- POLECENIA:
1/ Zwróć wiernie z tekstu drogi krzyżowej wszystko od słów „SPOTKANIOWA DROGA KRZYŻOWA.” w dół aż po słowa „śmieć? O czym one świadczą?”.
2/ Odpowiedz krótko na podstawie tekstu drogi krzyżowej:
(a) Kto według tekstu uniewinnił Jezusa?
(b) Co według tekstu jest krzyżem małżonków?
(c) Jak brzmi tytuł stacji III?

SPOTKANIOWA DROGA KRZYŻOWA.
STACJA I
Jezus na śmierć skazany.
Skazany? To nie był normalny proces zakończony wyrokiem. Piłat Cię uniewinnił. To Ty, Jezu, przyjąłeś wolę Ojca, by oddać swoje życie za nas i przez to nas zbawić. Poddałeś się woli tłumu, który, nie wiedząc, co robi, wydał Cię na śmierć. Ty, Jezu, wiedziałeś, co Cię czeka, ale wytrwałeś w posłuszeństwie.
A nasze małżeństwo? Też w jakimś sensie jesteśmy skazani, choć wybraliśmy się dobrowolnie. Skazani na siebie, na dobre i na złe, aby umierać dla siebie, a rodzić się dla małżonka. Właściwie to skazani na miłość. Na całe życie. Prawdopodobnie też nie wiedzieliśmy, co robimy, jakie będą konsekwencje naszej decyzji. Ale chcemy w niej trwać.
- Jakie uczucia rodzą się we mnie, gdy rozważam scenę Twego skazania na śmieć? O czym one świadczą?
- Jakie uczucia rodzą się we mnie na myśl o podjętej przed laty decyzji o małżeństwie? O czym one świadczą?
STACJA II
Jezus bierze krzyż na swoje ramiona.
Czym jest ten krzyż? Co naprawdę bierzesz, Jezu, na ramiona? Najpierw przyjąłeś na siebie ludzkie ciało, potem grzech, który nas splamił. Ty – niewinny, bierzesz na siebie winy całego świata, by nas od nich wybawić – spłacić za nas dług Ojcu. Dzięki temu sprawiedliwość może połączyć się z miłosierdziem.
Naszym krzyżem są nasze obrączki. Nałożyliśmy je sobie w dniu ślubu, rozpoczynając wspólną drogę przez życie. Raczej nie myśleliśmy wtedy, że to może być nasza droga krzyżowa. Teraz wiem, że jeśli przyjmę z miłością mojego współmałżonka takim, jaki jest, z jego wadami i zaletami, cechami temperamentu i całą historią jego życia, może to być dla nas droga do zbawienia.
- W jakich sytuacjach spojrzenie na Twój krzyż pomogło mi owocnie przeżyć trudne emocje i przyjąć dobrowolnie to, co niesie życie?
- W jakich sytuacjach spojrzenie na obrączkę pomogło mi przetrwać małżeńskie trudności?
STACJA III
Jezus upada po raz pierwszy.

- WPISY:
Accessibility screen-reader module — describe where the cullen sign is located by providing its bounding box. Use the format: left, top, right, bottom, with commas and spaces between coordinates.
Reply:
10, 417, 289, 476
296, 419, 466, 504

--

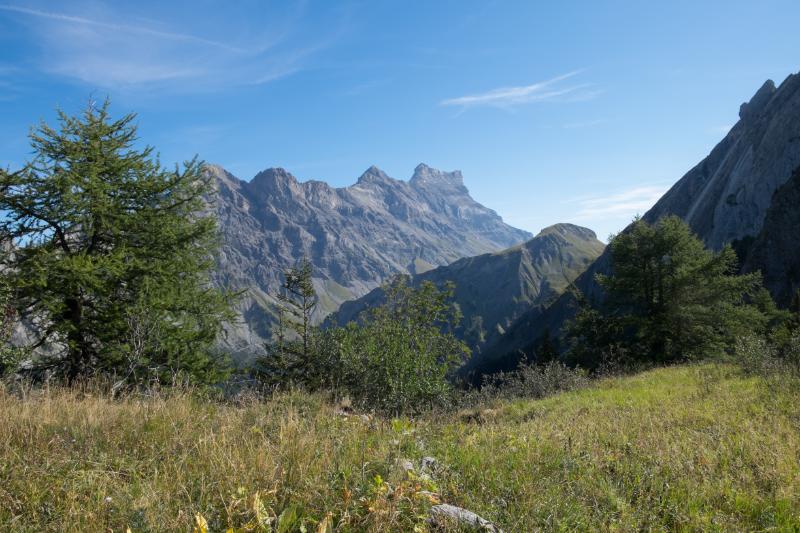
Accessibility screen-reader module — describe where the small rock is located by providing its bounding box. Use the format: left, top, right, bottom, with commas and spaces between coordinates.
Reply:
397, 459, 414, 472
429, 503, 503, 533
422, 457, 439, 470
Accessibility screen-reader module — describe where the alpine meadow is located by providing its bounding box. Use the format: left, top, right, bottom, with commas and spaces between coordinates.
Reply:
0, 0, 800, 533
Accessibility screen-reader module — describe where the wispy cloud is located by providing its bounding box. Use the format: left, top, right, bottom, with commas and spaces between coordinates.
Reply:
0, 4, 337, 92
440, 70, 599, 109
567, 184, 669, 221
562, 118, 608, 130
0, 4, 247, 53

- ODPOWIEDZI:
1/
SPOTKANIOWA DROGA KRZYŻOWA.
STACJA I
Jezus na śmierć skazany.
Skazany? To nie był normalny proces zakończony wyrokiem. Piłat Cię uniewinnił. To Ty, Jezu, przyjąłeś wolę Ojca, by oddać swoje życie za nas i przez to nas zbawić. Poddałeś się woli tłumu, który, nie wiedząc, co robi, wydał Cię na śmierć. Ty, Jezu, wiedziałeś, co Cię czeka, ale wytrwałeś w posłuszeństwie.
A nasze małżeństwo? Też w jakimś sensie jesteśmy skazani, choć wybraliśmy się dobrowolnie. Skazani na siebie, na dobre i na złe, aby umierać dla siebie, a rodzić się dla małżonka. Właściwie to skazani na miłość. Na całe życie. Prawdopodobnie też nie wiedzieliśmy, co robimy, jakie będą konsekwencje naszej decyzji. Ale chcemy w niej trwać.
- Jakie uczucia rodzą się we mnie, gdy rozważam scenę Twego skazania na śmieć? O czym one świadczą?

2/
(a) Piłat.
(b) Ich obrączki.
(c) „Jezus upada po raz pierwszy.”